### ACTIVITY:
Lines that include the word "water" should be copied from the listing that follows.
(SUPPLIED DATA begins)
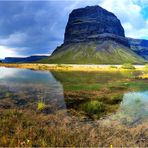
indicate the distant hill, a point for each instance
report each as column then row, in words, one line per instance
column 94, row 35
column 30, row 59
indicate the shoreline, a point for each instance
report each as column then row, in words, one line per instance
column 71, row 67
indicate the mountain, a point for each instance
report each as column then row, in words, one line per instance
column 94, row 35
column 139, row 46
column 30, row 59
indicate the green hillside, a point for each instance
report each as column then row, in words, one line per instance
(SUPPLIED DATA ends)
(SUPPLIED DATA begins)
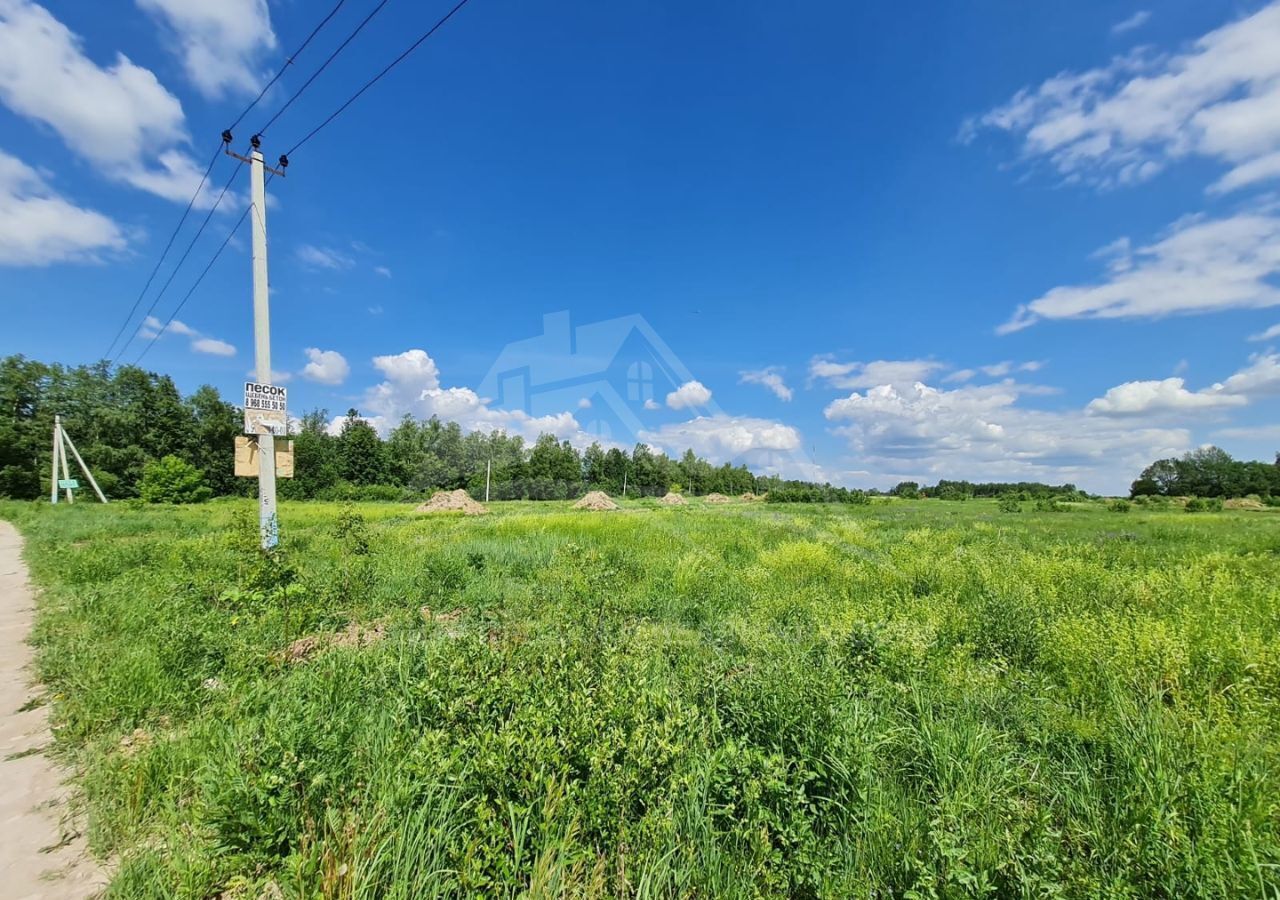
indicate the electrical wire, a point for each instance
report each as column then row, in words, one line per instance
(SUPPLIED DATA ends)
(SUPPLIED DATA begins)
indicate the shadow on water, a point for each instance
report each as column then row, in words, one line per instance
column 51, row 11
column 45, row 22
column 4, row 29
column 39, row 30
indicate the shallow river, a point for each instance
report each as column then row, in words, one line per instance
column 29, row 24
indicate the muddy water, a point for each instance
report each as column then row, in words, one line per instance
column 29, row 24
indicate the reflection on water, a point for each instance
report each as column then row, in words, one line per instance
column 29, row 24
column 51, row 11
(SUPPLIED DATA ends)
### SOLVED EXERCISE:
indicate the shadow on water, a point for each instance
indicate the muddy water, a point for each instance
indicate the reflection on water, a point for each instance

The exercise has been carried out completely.